STATED TASK:
Please retype everything in the material below exactly, from the line that contains "Target: rubble pile" down to the last line of the material, including both of those lines.
:: INFORMATION SHOWN
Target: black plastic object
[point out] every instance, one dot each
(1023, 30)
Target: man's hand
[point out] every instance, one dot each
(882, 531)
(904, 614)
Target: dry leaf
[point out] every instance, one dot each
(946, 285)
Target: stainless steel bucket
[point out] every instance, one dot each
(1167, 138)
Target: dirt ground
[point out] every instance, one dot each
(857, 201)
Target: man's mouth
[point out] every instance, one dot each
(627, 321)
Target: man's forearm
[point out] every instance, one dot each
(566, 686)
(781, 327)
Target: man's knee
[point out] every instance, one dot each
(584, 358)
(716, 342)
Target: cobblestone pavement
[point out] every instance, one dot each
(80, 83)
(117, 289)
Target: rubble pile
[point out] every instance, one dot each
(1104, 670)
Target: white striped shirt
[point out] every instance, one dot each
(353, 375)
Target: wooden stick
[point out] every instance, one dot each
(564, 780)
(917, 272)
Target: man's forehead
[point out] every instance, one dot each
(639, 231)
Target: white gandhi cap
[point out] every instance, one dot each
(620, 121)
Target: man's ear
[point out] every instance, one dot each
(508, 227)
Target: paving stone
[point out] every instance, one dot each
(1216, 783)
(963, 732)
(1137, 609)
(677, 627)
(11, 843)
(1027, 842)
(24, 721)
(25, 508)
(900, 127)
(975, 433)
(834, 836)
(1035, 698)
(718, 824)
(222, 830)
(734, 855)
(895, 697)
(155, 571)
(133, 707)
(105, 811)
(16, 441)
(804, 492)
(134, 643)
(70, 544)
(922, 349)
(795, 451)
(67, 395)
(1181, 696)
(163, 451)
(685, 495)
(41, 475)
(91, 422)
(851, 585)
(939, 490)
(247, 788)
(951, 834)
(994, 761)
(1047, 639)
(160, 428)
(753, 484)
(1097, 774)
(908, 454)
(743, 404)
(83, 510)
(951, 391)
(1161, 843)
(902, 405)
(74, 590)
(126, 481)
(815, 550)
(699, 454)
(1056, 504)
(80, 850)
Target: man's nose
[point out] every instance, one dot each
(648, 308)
::::
WRITTEN SOLUTION:
Target: rubble pile
[point out] every instance, one dot each
(1104, 670)
Target: white striped shirt
[point out] every instance, one dot each
(353, 375)
Target: wooden stick
[point out] every instance, one dot each
(564, 780)
(917, 272)
Target: man's forehead
[point out] every instance, one dot each
(639, 231)
Target: white gandhi cap
[point out] every instance, one dot each
(620, 121)
Target: man's ear
[point out] every instance, one dot each
(508, 227)
Target: paving stone
[point out] every instance, one dot each
(1216, 783)
(963, 732)
(1137, 609)
(677, 627)
(11, 843)
(1027, 842)
(24, 721)
(25, 508)
(900, 127)
(975, 433)
(834, 836)
(1035, 698)
(718, 824)
(222, 830)
(734, 855)
(895, 697)
(155, 571)
(133, 707)
(105, 811)
(16, 441)
(804, 492)
(134, 643)
(70, 544)
(922, 349)
(795, 451)
(67, 395)
(1181, 696)
(163, 451)
(685, 495)
(41, 475)
(91, 422)
(851, 585)
(939, 490)
(247, 788)
(951, 834)
(994, 761)
(1047, 639)
(160, 428)
(753, 484)
(1097, 774)
(908, 454)
(743, 404)
(83, 510)
(951, 391)
(1161, 843)
(902, 405)
(74, 590)
(126, 481)
(815, 550)
(699, 454)
(1056, 504)
(80, 850)
Target: man's nose
[point out] every instance, one dot each
(648, 308)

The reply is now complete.